Exercise materials>
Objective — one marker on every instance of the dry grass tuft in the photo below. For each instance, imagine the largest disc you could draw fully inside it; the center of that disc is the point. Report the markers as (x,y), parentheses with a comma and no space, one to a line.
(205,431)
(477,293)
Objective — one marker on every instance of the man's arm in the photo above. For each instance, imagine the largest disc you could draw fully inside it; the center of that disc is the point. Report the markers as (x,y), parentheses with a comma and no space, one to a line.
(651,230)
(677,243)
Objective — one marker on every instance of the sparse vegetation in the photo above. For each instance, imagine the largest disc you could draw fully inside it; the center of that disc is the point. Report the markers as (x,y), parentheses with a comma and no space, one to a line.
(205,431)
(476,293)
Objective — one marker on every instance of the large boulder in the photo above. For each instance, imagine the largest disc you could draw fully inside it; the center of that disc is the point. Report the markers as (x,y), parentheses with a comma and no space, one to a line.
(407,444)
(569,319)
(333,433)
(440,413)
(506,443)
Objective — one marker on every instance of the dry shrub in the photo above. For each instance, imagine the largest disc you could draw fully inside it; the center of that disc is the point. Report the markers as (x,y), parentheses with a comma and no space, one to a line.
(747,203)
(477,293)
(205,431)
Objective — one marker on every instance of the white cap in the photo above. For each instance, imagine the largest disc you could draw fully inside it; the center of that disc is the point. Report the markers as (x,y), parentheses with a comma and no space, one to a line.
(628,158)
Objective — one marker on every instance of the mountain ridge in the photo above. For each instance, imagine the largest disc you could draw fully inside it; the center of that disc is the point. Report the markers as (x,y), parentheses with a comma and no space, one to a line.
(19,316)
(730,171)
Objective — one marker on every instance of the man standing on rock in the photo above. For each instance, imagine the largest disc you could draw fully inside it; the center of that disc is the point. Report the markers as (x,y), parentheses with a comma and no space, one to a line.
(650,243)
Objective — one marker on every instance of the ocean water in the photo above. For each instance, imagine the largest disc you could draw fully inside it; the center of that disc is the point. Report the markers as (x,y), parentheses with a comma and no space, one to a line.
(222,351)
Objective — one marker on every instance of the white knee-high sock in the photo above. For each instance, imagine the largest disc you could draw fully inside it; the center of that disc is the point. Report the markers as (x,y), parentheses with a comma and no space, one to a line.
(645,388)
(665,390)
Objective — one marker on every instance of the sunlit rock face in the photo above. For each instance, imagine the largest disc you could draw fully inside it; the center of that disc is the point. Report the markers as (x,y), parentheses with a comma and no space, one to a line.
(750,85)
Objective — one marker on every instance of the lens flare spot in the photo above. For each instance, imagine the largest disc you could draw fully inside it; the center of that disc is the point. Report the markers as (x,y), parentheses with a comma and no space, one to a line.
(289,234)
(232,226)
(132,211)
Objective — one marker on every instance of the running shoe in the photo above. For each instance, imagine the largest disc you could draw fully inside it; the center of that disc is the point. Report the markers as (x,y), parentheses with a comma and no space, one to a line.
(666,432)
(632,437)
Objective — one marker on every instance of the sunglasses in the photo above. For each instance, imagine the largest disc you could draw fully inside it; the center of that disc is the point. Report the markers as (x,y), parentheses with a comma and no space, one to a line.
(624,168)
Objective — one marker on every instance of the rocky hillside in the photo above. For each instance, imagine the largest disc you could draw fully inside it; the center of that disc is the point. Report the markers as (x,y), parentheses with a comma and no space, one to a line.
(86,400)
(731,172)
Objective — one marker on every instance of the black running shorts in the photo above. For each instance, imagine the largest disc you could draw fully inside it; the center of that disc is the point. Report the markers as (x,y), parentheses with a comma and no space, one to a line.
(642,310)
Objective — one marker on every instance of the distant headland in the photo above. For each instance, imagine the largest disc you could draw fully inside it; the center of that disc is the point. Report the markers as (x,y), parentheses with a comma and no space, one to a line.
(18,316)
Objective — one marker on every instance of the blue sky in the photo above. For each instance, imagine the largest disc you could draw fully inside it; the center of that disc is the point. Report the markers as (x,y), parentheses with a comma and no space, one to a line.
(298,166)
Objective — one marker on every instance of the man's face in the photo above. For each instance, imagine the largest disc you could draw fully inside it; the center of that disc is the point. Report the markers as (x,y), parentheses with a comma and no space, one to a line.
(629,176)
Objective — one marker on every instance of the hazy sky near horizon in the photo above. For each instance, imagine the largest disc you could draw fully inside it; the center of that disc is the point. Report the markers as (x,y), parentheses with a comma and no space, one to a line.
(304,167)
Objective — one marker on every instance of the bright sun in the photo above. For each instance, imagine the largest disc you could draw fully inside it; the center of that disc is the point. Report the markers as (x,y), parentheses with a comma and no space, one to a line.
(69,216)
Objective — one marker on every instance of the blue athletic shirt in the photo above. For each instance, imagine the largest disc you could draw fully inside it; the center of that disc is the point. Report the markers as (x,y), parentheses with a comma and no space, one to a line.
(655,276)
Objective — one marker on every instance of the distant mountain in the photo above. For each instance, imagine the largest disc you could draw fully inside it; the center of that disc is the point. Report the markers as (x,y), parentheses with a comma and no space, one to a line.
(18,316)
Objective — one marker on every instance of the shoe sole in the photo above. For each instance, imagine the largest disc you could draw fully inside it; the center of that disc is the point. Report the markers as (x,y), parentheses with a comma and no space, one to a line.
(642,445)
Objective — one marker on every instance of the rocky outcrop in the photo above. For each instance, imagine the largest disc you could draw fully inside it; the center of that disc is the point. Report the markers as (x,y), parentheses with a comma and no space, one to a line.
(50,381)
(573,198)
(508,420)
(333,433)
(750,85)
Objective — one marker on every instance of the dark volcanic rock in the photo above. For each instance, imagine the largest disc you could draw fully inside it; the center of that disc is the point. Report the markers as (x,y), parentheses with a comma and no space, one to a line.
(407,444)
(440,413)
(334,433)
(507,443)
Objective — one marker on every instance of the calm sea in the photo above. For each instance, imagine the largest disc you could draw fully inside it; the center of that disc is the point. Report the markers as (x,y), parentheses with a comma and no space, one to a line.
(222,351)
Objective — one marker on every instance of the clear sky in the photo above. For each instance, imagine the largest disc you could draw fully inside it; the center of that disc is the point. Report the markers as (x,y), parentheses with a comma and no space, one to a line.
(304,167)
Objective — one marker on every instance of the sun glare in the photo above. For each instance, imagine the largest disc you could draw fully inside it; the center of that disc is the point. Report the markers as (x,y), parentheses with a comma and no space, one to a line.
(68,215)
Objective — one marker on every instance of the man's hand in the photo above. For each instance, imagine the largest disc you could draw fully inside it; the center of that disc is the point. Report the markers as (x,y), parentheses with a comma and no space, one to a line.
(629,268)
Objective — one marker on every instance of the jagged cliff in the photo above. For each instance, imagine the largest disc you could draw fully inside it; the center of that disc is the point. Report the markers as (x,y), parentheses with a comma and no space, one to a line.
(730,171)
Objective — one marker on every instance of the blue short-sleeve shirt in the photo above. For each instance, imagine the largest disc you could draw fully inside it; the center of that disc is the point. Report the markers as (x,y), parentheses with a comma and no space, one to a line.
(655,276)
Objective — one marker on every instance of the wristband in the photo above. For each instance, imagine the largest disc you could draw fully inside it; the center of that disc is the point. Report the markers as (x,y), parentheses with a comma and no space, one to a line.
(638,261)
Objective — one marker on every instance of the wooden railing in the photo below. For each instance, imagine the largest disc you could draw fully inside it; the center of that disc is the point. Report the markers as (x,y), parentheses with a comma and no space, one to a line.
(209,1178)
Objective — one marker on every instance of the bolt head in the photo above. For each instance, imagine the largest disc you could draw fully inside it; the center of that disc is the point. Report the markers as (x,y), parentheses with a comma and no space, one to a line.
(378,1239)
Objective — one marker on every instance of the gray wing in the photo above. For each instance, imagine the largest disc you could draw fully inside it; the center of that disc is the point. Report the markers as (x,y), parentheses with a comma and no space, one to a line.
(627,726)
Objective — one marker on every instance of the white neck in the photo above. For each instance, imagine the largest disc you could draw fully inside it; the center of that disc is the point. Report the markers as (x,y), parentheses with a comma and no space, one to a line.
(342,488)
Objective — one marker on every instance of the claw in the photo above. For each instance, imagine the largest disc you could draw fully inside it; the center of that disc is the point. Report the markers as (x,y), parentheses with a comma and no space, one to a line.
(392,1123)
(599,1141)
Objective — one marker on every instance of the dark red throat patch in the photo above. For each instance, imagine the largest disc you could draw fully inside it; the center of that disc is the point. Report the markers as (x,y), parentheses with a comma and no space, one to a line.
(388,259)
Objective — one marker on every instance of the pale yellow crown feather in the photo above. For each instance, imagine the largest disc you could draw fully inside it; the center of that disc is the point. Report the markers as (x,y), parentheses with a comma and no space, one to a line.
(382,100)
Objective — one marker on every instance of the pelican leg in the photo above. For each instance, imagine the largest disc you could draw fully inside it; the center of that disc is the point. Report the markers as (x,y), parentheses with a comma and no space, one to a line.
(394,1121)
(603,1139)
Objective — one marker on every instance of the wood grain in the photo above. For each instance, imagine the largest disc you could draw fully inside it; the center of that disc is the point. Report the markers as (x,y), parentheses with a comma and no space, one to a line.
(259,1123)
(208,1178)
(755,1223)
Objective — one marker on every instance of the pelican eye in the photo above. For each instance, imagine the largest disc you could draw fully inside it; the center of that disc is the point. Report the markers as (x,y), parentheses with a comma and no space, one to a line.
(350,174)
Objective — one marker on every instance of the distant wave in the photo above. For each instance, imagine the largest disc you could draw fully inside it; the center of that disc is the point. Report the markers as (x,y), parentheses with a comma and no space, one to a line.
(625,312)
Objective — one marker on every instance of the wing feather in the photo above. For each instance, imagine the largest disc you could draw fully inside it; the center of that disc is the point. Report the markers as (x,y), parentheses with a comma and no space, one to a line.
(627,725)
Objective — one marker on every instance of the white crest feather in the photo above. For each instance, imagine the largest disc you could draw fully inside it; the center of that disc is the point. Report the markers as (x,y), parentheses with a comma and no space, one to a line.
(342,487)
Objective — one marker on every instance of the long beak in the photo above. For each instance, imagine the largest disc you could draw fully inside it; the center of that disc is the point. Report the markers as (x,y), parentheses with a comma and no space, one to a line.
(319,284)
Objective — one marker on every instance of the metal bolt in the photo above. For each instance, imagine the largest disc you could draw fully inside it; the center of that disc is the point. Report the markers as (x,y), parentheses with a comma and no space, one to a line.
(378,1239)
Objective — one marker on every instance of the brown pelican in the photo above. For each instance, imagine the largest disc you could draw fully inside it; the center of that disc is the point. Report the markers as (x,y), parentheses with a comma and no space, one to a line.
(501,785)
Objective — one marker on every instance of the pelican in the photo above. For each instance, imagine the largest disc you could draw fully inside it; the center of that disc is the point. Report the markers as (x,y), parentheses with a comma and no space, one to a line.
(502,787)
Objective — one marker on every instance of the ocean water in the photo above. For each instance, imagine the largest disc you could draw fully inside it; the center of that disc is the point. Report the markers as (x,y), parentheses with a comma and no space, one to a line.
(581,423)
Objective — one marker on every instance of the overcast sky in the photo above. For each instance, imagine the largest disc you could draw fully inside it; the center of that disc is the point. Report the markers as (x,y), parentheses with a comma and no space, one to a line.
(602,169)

What to do> Everything from the line containing "Objective — one marker on every instance of the overcast" through the last line of the records must be given again exactly; leave out all other lines.

Problem solution>
Objective — one marker on every instance of the overcast sky in the photo above. For each instance, imagine the largest disc you could draw fully inside it; the center of that disc is the point. Report the markers as (x,y), parentheses with a comma and no space, one to a line.
(602,169)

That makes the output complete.